» WORK REQUEST A
In the "Heft" text on Rita Leistner's book, which terms does the writer place at the four points around "tetrad" in the sketched diagram? List them all.
» WORK REQUEST B
Transcribe the stretch of the "Heft" text on Rita Leistner's book from "I now wonder" through "of deconstructive homage.".
» WORK REQUEST C
Go on with the "Heft" text on Rita Leistner's book, starting after its last sentence.

» TEXT EXCERPT
:::::

Heft

The weight of the book in hand, the quality of the paper to support the reproduction of the photographs, these are things I notice because my first read of Looking for Marshall McLuhan in Afghanistan by Rita Leistner was on screen where the reader floats on a plane or plateau from text to image to text where scrolling is not met by the flicker of turning pages.

I now wonder if my eye would have settled on the same passage if I had encountered the codex version first. The points of entry might be different but I suspect the destination would similar. I like to think that the implied narrative of the closing sequence of photographs: landscape, view point, and figure walking into the landscape stand as a reminder of the journey traced in reading Looking for Marshall McLuhan in Afghanistan — there is no end of observing, noting and reporting.

These are two field notes from that fly by reading of the text and images on screen. They are addressed to the author. Notice how they avoid seduction by McLuhan's tetrads — — — — the I negotiates a kind of deconstructive homage.

Re: Prophylactive Therapy

I really like the implied tension here between before and after (prophylaxis is to prevent and therapy is to ameliorate trauma, wound, ailment).

Very prominently displayed in the book is the term "prophylactive"

This is an intriguing neologism (the adjective is "prophylactic"). One of its echoes is a combo: profile + active. Such a combo is a subliminal reminder of the need to be an engaged reader of images. As well "prophylactive" shares an end sound with "laxative" and hints at activities of purging.
So sensitized, we take on the tetrad's magic...
On another note, I was thinking about the heuristic value of the tetrad and your deployment of the tetrads at the end of the book. In a moment of reflexivity I considered what it would be like to construct a tetrad of the form of the tetrad. Your book had me thinking of the layered connections between maps, series, stories and points of view/perspective. And so regardless of recuperation or obsolescence, I can now sketch out at little diagram with "tetrad" at the centre and surrounded at four points by "map" "series" "story" and "point of view perspective".

:::::

» INFORMATION PROVIDED
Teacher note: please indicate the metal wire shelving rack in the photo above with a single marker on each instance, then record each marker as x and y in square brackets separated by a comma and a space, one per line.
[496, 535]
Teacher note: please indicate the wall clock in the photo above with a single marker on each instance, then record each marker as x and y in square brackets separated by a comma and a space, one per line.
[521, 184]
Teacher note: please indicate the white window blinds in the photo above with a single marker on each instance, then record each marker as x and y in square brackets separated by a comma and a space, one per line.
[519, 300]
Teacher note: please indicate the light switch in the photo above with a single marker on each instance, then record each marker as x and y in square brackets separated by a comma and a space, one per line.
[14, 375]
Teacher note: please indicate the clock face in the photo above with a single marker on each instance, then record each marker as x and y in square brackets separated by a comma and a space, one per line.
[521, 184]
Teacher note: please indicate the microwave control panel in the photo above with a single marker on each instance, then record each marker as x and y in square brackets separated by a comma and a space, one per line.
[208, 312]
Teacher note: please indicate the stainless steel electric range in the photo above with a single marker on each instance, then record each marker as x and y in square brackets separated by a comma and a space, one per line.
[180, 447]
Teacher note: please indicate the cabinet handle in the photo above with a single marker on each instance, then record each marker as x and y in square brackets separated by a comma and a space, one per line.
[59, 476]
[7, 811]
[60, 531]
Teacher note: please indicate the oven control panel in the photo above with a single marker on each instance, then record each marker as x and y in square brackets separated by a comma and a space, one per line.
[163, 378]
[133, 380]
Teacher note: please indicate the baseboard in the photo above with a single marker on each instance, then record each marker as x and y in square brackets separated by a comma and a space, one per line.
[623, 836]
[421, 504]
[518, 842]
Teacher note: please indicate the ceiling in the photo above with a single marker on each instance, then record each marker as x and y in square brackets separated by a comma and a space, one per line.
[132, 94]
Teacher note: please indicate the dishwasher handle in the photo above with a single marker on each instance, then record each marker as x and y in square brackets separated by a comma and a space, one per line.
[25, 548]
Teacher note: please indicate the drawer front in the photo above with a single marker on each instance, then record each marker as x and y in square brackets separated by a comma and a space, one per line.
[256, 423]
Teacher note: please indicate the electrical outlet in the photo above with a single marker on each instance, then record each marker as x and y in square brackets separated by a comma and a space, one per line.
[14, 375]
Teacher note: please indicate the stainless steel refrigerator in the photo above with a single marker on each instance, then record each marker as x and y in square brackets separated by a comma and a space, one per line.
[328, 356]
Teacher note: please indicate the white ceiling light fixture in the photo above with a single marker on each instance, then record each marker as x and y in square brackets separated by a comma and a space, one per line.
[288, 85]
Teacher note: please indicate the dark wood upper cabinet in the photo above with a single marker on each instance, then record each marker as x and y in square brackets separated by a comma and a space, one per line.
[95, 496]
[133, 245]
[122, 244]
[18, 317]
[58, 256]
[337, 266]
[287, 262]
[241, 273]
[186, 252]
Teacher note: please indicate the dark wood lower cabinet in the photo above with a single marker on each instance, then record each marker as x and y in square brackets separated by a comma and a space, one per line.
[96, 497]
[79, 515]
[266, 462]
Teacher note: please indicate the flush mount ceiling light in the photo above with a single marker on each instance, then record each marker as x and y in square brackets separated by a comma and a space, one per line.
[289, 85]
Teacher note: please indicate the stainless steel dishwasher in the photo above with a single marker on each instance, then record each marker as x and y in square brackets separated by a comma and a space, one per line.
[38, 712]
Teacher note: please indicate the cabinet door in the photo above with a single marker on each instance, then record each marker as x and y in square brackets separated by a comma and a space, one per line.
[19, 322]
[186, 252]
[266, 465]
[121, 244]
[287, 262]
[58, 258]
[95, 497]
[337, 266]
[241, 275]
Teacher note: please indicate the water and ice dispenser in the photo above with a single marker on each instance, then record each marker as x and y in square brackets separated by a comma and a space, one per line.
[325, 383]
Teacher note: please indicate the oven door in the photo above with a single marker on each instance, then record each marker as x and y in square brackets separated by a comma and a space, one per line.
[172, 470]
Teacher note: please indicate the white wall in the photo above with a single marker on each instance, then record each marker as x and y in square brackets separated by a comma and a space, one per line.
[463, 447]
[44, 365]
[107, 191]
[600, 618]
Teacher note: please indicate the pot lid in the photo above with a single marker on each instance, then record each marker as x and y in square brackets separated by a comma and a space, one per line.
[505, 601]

:::::

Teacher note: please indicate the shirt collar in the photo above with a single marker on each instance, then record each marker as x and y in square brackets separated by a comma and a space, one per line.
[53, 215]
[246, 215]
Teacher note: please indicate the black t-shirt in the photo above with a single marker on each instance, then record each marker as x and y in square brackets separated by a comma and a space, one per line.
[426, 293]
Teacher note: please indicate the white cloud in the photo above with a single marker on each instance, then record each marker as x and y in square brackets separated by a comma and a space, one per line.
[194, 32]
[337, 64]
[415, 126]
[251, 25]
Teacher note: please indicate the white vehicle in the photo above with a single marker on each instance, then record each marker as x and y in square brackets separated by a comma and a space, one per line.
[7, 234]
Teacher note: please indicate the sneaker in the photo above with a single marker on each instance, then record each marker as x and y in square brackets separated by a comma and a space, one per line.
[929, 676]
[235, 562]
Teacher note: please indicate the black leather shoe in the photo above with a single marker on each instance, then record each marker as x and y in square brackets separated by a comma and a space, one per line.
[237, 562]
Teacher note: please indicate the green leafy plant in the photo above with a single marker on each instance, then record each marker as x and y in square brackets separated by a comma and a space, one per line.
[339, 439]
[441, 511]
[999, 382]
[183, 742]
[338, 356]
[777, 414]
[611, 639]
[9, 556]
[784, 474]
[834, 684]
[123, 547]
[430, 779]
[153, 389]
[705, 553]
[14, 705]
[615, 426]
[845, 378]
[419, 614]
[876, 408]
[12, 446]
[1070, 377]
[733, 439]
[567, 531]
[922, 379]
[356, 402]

:::::

» RESPONSE BOX A
- map
- series
- story
- point of view perspective

» RESPONSE BOX B
I now wonder if my eye would have settled on the same passage if I had encountered the codex version first. The points of entry might be different but I suspect the destination would similar. I like to think that the implied narrative of the closing sequence of photographs: landscape, view point, and figure walking into the landscape stand as a reminder of the journey traced in reading Looking for Marshall McLuhan in Afghanistan — there is no end of observing, noting and reporting.

These are two field notes from that fly by reading of the text and images on screen. They are addressed to the author. Notice how they avoid seduction by McLuhan's tetrads — — — — the I negotiates a kind of deconstructive homage.

» RESPONSE BOX C
Why stop there? Why not put your innovative "iprobe" in the middle? Mischievously, the "iprobe" is surrounded by four "iprobes" ... :) It all implodes or it expands outward into a plane of interlocking discursive moments.

All this came to me because of your statement that the book was designed to be "off the grid" which I took not only to reference connection to electrical supply but also the very design principle itself at work in the organization of the material -- it's very strongly a "grid" layout which of course makes reading off the grid the default position. There is the homage to Quintion Fiore in the typographical display -- but it's still grid-like where Fiore would put in an oblique or two or even a vortex. And the grid is perfect for the "series" display -- each section works through a reproduction of form or genre. The "series" when layered together provide a "map" and each map deserves an interpretation or story. It becomes obvious that the single image needs to be viewed in the context of a series of images in order to become a faithful map to a situation.

Very intriguing. The iProbe masters the grid to generate some off-grid thinking.
As Julian Stallabrass writes in the forward "action, purpose and subject matter cannot be downplayed as mere side-effects of media." We need voices like Rita's to guide the looking and the analysis and guard against any side effects of the prophylaxis.